■ EXERCISE DETAILS
Would you reproduce, word for word, only the lines running from the top of the data through the line containing "Each pair is", and none of the pictures?

*** Opening of INPUT DATA ***

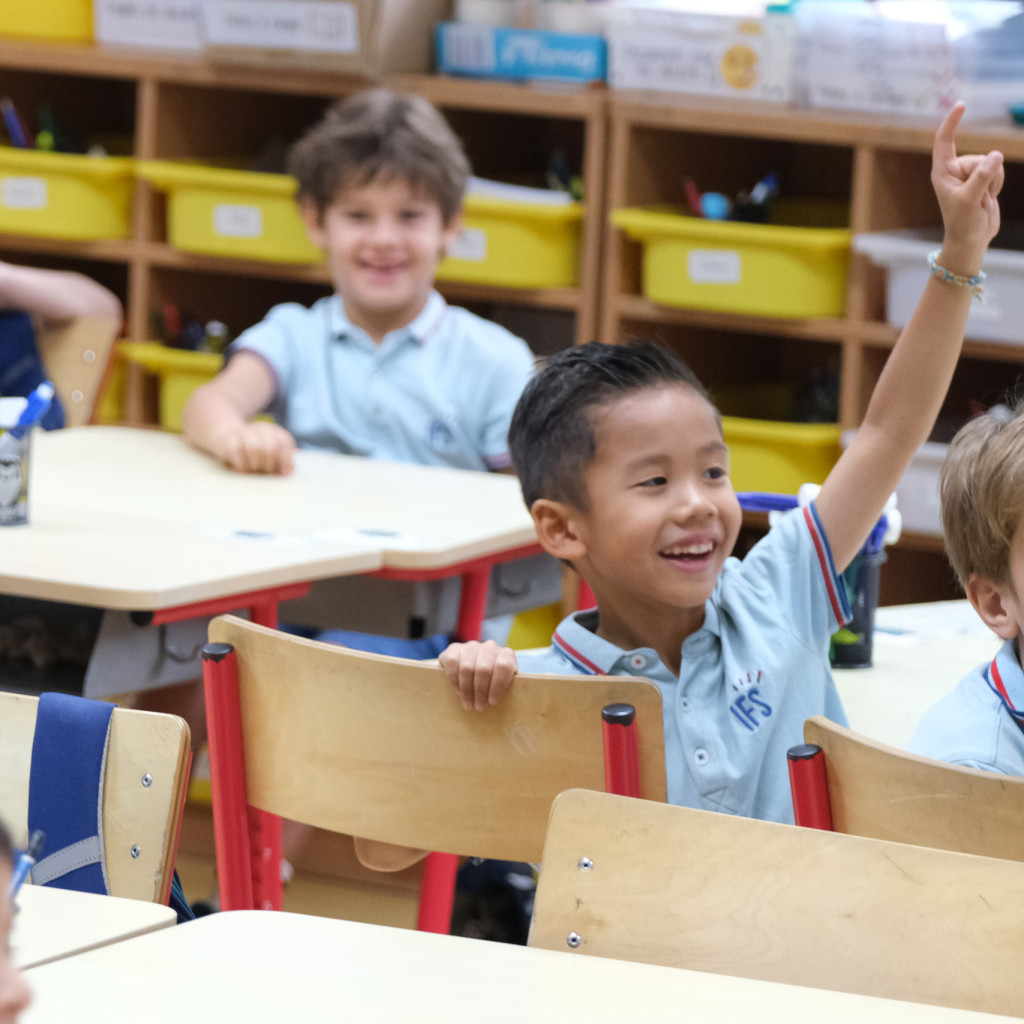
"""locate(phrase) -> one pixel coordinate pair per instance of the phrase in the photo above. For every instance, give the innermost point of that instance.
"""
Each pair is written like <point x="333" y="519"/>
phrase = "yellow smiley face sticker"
<point x="739" y="67"/>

*** Close of INPUT DATA ***

■ RESPONSE TO THIS EXERCISE
"""locate(phrase) -> one pixel coordinate pair per instance of the phrase in the photo above. For every instance, give the innermost point of that instance.
"""
Each pair is written like <point x="333" y="519"/>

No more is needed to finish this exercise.